▸ **Selected text**
----------------
3. Experimental Procedure 3.1. Design of Experiments The traditional experimental techniques, i.e., varying one parameter at a time while keeping others constant is complex and further suffers from the major drawback of a large number of experiments which in turn increases the cost of experiments to achieve superior-quality products. The Taguchi method is one of the solution tools that helps decrease the number of experiments [25] and to achieve a high quality system without increasing costs [26]. This technique that combines the quality loss function concept and experimental design theory has been applied for solving several complex problems in manufacturing industries. In this study, the Taguchi method has been adopted to observe the influencing process parameters in the squeeze casting process. Taguchi statistical design is adopted to understand the effect of these processing parameters by running only a few experiments while achieving strong mechanical properties. The casting parameters each at three levels considered in this study and the details are presented in Table 7. Table 7. Squeeze casting parameters and their levels. Notation A B C

Parameters Squeeze pressure (Mpa) Melt temperature (°C) Die temperature (°C)
----------------
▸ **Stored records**
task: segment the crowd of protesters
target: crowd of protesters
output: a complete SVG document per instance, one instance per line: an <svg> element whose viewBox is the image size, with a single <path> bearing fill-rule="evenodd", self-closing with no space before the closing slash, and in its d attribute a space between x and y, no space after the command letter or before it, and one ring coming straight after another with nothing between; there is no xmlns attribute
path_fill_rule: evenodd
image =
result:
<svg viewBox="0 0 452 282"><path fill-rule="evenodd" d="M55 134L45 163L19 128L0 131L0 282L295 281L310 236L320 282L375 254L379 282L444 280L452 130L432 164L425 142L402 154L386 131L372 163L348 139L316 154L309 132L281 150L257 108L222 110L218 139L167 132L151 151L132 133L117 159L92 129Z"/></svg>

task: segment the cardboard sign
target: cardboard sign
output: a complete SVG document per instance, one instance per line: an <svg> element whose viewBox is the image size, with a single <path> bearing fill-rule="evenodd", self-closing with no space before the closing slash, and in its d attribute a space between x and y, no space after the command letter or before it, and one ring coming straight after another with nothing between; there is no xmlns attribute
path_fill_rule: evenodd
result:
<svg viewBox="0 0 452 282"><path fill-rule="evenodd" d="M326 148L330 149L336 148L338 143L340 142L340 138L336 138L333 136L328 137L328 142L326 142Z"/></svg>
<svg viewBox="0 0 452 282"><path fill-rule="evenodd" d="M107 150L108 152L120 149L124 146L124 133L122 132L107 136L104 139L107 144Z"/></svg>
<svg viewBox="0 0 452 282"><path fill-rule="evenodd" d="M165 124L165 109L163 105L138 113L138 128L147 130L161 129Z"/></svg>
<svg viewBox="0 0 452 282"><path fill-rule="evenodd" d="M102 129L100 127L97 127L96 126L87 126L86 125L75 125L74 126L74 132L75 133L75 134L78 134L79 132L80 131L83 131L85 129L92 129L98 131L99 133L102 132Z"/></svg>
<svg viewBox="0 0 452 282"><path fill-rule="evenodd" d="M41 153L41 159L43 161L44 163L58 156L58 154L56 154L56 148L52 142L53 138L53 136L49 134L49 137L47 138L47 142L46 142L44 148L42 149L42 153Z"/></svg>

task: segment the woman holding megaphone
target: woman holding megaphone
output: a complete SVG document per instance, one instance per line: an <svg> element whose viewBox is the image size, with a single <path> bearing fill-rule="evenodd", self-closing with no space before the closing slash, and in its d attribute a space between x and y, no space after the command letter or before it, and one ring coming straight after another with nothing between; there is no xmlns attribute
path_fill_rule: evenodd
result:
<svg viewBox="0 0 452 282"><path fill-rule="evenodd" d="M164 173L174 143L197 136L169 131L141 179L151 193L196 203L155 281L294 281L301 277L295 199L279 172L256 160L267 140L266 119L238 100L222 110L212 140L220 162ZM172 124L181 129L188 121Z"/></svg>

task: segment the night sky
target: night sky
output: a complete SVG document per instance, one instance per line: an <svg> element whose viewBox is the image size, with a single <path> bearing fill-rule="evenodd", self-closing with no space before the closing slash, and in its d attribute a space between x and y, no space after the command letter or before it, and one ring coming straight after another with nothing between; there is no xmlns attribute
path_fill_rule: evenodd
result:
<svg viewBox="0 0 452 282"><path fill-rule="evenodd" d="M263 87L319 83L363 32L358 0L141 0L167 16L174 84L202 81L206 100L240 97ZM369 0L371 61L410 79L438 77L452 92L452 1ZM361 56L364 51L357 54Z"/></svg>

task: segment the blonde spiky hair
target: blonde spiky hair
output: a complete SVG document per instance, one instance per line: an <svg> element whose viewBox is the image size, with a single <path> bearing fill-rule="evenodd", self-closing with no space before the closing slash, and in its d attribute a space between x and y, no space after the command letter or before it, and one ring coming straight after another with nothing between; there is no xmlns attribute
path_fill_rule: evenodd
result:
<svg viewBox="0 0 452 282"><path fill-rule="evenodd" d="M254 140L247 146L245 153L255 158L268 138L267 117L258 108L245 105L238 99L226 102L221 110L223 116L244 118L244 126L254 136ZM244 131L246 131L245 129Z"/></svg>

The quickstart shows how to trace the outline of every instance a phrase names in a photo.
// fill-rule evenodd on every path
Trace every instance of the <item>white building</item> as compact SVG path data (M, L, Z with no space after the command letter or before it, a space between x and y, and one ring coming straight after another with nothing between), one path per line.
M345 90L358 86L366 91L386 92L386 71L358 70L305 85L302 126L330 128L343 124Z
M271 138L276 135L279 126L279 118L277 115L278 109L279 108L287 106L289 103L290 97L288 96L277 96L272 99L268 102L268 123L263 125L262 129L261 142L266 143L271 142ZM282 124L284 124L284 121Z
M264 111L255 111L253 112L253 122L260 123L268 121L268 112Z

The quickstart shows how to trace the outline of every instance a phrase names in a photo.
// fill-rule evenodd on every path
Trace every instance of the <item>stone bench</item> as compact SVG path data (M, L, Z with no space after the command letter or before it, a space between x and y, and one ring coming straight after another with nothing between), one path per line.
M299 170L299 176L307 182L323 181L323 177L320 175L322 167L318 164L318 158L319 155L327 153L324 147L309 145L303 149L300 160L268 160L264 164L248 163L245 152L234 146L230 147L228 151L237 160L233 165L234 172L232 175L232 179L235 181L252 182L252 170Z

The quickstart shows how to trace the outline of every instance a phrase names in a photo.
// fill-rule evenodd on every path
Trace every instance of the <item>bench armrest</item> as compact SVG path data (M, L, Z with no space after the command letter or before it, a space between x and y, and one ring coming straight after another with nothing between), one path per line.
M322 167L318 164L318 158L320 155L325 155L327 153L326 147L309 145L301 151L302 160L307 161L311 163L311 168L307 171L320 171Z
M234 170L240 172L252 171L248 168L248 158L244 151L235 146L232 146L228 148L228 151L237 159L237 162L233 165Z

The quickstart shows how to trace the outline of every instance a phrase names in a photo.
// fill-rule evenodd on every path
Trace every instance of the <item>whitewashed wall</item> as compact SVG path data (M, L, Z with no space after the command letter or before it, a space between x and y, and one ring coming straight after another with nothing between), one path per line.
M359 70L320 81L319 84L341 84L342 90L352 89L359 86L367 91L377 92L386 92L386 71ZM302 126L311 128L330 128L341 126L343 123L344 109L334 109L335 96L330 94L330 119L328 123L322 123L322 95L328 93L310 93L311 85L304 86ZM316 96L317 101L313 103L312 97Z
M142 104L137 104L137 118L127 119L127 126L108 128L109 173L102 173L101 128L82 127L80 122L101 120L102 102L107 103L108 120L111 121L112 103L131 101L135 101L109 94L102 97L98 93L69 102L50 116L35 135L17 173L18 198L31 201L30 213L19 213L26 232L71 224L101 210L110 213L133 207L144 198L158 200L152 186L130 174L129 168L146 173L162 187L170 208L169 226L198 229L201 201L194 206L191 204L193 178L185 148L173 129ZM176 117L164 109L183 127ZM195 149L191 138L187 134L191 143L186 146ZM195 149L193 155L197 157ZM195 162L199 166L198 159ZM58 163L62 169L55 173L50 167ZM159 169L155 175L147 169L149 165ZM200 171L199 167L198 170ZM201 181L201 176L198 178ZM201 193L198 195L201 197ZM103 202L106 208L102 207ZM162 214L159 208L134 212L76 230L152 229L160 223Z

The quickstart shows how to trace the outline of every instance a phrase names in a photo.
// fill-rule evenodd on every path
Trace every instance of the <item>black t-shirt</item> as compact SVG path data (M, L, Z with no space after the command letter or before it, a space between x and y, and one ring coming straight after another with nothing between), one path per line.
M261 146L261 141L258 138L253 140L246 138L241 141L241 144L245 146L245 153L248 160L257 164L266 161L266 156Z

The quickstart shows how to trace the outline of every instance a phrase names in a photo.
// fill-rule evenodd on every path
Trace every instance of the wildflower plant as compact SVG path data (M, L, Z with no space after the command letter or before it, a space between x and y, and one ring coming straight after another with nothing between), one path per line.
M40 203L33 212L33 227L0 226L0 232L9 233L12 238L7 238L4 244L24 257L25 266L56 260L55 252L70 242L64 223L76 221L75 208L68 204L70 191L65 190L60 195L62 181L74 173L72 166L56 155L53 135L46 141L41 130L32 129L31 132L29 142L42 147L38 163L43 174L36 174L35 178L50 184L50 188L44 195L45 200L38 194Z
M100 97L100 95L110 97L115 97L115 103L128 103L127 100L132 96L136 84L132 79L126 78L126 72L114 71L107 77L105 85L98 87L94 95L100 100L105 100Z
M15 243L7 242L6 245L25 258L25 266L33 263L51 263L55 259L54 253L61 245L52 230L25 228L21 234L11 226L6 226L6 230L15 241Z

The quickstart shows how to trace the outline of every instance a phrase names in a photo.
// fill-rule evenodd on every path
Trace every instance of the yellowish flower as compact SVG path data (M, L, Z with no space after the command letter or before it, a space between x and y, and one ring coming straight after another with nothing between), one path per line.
----------------
▸ **Problem set**
**1.** Answer these questions about the experimental procedure text:
(a) What major drawback of the traditional one-parameter-at-a-time technique does the text name?
(b) Which method was adopted to observe the influencing process parameters in the squeeze casting process?
(c) At how many levels was each casting parameter considered?
**2.** From the stored records, copy the lines that begin at the one containing "task: segment the woman holding megaphone" and stop after the one containing "173L174 143L197 136L169".

▸ **Final results**
**1.**
(a) A large number of experiments, which in turn increases the cost of experiments.
(b) The Taguchi method.
(c) Three levels.

**2.**
task: segment the woman holding megaphone
target: woman holding megaphone
output: a complete SVG document per instance, one instance per line: an <svg> element whose viewBox is the image size, with a single <path> bearing fill-rule="evenodd", self-closing with no space before the closing slash, and in its d attribute a space between x and y, no space after the command letter or before it, and one ring coming straight after another with nothing between; there is no xmlns attribute
path_fill_rule: evenodd
result:
<svg viewBox="0 0 452 282"><path fill-rule="evenodd" d="M164 173L174 143L197 136L169 131L141 179L151 193L196 203L155 281L294 281L301 277L295 199L279 172L256 160L267 140L266 119L238 100L222 110L212 140L220 162ZM172 124L181 129L188 121Z"/></svg>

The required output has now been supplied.